Collected data entries
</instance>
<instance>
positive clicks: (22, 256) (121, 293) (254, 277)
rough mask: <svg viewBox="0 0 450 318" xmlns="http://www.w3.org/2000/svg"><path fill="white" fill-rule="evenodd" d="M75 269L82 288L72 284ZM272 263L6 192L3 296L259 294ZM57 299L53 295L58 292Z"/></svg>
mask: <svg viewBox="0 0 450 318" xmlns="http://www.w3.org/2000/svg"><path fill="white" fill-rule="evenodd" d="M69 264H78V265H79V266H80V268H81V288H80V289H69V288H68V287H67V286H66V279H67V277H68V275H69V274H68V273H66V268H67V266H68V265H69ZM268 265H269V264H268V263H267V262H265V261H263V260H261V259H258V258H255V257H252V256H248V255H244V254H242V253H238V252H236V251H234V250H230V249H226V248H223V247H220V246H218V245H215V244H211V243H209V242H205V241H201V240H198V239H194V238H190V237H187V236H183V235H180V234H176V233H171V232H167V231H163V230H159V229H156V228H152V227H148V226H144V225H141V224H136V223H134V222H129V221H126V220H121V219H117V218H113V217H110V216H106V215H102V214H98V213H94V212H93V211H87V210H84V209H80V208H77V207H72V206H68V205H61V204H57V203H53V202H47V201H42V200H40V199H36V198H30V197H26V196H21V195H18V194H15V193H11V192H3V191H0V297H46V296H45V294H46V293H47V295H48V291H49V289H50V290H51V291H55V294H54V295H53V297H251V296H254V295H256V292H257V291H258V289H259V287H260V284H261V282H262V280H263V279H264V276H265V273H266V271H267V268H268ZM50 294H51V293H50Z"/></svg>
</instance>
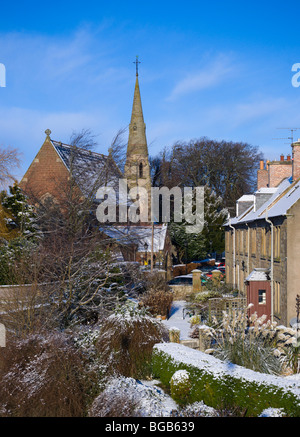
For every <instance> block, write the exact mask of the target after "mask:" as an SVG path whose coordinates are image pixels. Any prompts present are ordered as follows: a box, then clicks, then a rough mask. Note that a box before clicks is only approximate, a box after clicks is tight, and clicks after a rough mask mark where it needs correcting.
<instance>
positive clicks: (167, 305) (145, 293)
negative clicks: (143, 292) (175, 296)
mask: <svg viewBox="0 0 300 437" xmlns="http://www.w3.org/2000/svg"><path fill="white" fill-rule="evenodd" d="M172 302H173V293H172V291H170V288H169V287H168V285H167V284H166V282H165V280H163V279H162V278H161V277H159V276H153V275H150V276H149V277H148V278H147V280H146V292H145V293H144V294H143V296H142V297H141V299H140V303H141V304H142V305H143V306H144V307H145V308H147V309H148V311H149V312H150V314H152V315H153V316H156V315H162V316H166V317H168V316H169V313H170V310H171V305H172Z"/></svg>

> **Prompt**
Convert all the items above into a JSON list of strings with one string per line. Leave out blank lines and the pictures.

> **Task output**
[
  "</instance>",
  "<instance>",
  "positive clicks: (22, 256) (121, 293) (254, 277)",
  "rough mask: <svg viewBox=\"0 0 450 318\" xmlns=\"http://www.w3.org/2000/svg\"><path fill=\"white\" fill-rule=\"evenodd\" d=\"M75 269L82 288L72 284ZM272 263L6 192L3 296L259 294ZM57 299L53 295L58 292Z\"/></svg>",
  "mask: <svg viewBox=\"0 0 450 318\" xmlns=\"http://www.w3.org/2000/svg\"><path fill=\"white\" fill-rule=\"evenodd\" d=\"M69 264H78V265H79V266H80V268H81V288H80V289H69V288H68V287H67V286H66V279H67V277H68V275H69V274H68V273H66V268H67V266H68V265H69ZM268 265H269V264H268V263H267V262H265V261H263V260H261V259H258V258H255V257H252V256H248V255H244V254H242V253H238V252H236V251H234V250H230V249H226V248H223V247H220V246H218V245H215V244H211V243H209V242H205V241H201V240H198V239H194V238H190V237H187V236H183V235H180V234H176V233H171V232H167V231H163V230H159V229H156V228H152V227H148V226H144V225H141V224H136V223H134V222H129V221H126V220H121V219H117V218H113V217H110V216H106V215H102V214H98V213H94V212H93V211H87V210H84V209H80V208H77V207H72V206H68V205H61V204H57V203H53V202H47V201H42V200H40V199H36V198H30V197H26V196H21V195H18V194H15V193H11V192H3V191H0V297H46V296H45V294H46V293H47V295H48V291H49V289H50V290H51V291H55V294H54V295H53V297H251V296H254V295H256V292H257V291H258V289H259V287H260V284H261V282H262V280H263V279H264V276H265V273H266V271H267V268H268ZM50 294H51V293H50Z\"/></svg>",
  "</instance>",
  "For every <instance> block, write the exact mask of the target after \"mask:\" as an SVG path whose coordinates are image pixels. Any prompts present are ordered as follows: a box, then clicks, then a rough mask. Note that a box before clicks is only approximate, a box after clicks is tight, and clicks after a rough mask mark where it needs correcting.",
  "<instance>",
  "positive clicks: (167, 305) (145, 293)",
  "negative clicks: (143, 292) (175, 296)",
  "mask: <svg viewBox=\"0 0 300 437\" xmlns=\"http://www.w3.org/2000/svg\"><path fill=\"white\" fill-rule=\"evenodd\" d=\"M172 302H173V293H172V291H170V288H169V287H168V285H167V284H166V282H165V280H163V279H162V278H161V277H159V276H153V275H150V276H149V277H148V278H147V280H146V292H145V293H144V294H143V296H142V297H141V299H140V303H141V304H142V305H143V306H144V307H145V308H147V309H148V311H149V312H150V314H152V315H153V316H156V315H162V316H166V317H168V316H169V313H170V310H171V305H172Z\"/></svg>"
]